> Information provided
_ _ _ _

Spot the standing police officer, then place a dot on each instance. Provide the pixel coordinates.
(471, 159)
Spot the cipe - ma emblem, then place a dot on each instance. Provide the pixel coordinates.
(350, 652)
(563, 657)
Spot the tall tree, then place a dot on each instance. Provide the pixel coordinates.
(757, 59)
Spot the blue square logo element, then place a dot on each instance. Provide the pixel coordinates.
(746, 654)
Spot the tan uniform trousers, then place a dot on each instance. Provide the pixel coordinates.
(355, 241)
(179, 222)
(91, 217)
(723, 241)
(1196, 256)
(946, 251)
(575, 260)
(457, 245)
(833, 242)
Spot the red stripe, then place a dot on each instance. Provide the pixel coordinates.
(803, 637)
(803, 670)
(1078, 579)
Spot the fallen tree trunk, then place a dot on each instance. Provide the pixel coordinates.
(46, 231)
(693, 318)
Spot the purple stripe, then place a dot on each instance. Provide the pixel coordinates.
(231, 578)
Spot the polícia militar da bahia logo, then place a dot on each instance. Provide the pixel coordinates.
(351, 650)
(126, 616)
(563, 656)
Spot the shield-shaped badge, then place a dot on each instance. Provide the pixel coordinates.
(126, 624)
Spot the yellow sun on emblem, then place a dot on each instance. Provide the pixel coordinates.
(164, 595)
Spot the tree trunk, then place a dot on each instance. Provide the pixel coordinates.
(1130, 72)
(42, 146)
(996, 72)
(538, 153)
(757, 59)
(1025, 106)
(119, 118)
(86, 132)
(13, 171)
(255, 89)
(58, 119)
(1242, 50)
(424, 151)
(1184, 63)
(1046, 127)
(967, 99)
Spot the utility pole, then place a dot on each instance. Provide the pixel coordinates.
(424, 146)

_ _ _ _

> Problem to solve
Copy out, verbatim, the stretch of the entries from the line containing "Spot the purple" through the last entry, and include nothing else.

> Solution
Spot the purple stripe, then place a dot on each instance. Provide the pixel coordinates.
(231, 578)
Spot the polícia militar da bahia logo, then place a dot on each instance. Provide the pixel coordinates.
(351, 650)
(126, 616)
(563, 656)
Spot the shield-shaped badge, then place a dot on each instance. Provide the pixel coordinates.
(126, 624)
Spot the yellow sun on emblem, then place a dot on each instance. Provide the pixel coordinates.
(164, 595)
Spot the tree trunk, then place a dot on each instance. Provide the pixel coordinates.
(1130, 72)
(42, 146)
(996, 72)
(538, 153)
(757, 59)
(1025, 106)
(119, 118)
(86, 132)
(13, 171)
(255, 89)
(58, 119)
(1242, 50)
(424, 151)
(1184, 63)
(1046, 127)
(967, 99)
Spot the utility pole, then place a dot on each instance. Provide the pixel coordinates.
(424, 146)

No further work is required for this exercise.